Input material:
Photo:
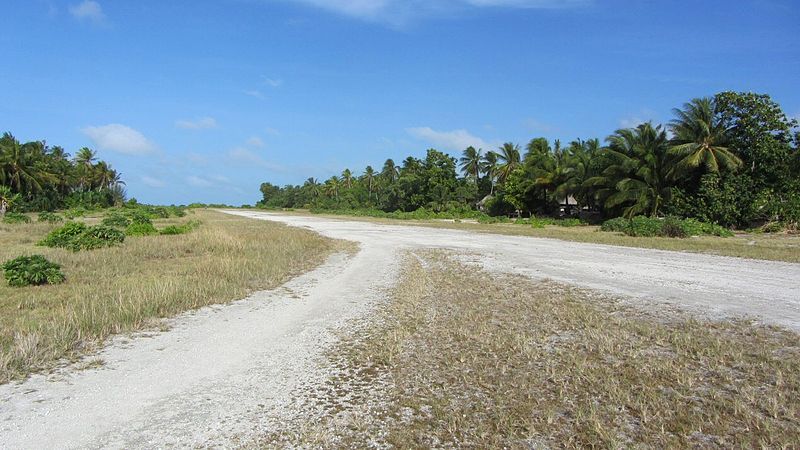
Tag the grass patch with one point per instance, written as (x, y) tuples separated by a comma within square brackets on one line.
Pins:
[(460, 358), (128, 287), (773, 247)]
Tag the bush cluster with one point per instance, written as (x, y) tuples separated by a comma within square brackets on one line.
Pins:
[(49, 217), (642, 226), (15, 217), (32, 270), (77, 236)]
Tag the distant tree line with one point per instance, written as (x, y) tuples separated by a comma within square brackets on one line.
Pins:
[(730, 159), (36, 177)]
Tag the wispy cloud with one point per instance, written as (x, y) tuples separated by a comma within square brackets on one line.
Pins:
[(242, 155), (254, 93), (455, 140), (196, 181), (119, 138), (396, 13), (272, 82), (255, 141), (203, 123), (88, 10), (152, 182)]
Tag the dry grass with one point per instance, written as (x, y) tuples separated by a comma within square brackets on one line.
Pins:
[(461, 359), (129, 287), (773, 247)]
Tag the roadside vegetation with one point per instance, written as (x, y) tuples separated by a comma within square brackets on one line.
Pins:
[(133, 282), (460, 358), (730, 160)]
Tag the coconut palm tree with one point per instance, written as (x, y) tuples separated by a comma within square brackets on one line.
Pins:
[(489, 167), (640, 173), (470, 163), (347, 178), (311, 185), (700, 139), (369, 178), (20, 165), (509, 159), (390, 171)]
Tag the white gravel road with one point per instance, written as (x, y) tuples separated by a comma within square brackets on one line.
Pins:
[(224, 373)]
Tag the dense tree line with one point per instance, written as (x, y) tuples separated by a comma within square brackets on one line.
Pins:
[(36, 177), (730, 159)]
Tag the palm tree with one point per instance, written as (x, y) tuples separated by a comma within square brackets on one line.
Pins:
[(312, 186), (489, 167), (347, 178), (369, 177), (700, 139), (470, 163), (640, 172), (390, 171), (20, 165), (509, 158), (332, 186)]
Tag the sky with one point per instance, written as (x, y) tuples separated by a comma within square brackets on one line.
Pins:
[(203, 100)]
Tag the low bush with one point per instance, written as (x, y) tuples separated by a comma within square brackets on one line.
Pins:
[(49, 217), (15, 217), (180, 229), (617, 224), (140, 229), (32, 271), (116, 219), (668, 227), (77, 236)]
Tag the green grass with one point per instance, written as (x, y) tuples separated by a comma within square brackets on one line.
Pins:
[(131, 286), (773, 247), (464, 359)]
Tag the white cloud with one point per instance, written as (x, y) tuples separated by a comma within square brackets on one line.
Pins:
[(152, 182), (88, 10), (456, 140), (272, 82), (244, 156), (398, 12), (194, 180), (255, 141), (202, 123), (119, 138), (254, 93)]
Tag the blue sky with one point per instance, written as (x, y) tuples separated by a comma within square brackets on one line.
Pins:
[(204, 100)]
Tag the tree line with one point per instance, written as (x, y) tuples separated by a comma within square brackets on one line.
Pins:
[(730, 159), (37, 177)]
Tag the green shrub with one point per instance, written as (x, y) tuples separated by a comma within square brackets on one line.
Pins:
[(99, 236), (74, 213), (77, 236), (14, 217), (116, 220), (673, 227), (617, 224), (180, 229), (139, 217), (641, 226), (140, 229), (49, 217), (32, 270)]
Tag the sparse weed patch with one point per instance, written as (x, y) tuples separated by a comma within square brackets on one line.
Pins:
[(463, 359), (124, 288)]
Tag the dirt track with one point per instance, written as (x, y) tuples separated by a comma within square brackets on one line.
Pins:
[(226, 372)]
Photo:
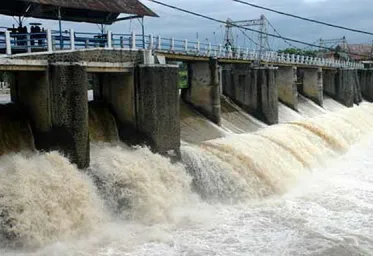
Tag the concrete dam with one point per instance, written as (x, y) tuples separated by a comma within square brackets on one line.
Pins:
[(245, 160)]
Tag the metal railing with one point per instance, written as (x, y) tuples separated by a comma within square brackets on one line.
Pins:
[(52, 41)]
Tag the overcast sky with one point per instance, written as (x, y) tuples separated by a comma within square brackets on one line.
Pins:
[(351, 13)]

Problem to work on:
Every line that includes "patch" must be copied from the material above.

Exercise result:
Tag the grass patch with one point per instance, written as (x, y) tuples separated by a comma within square brackets on one line.
Tag the sparse weed patch with one point per instance, written as (x, y) tuples separated by a comma within square brackets on one line.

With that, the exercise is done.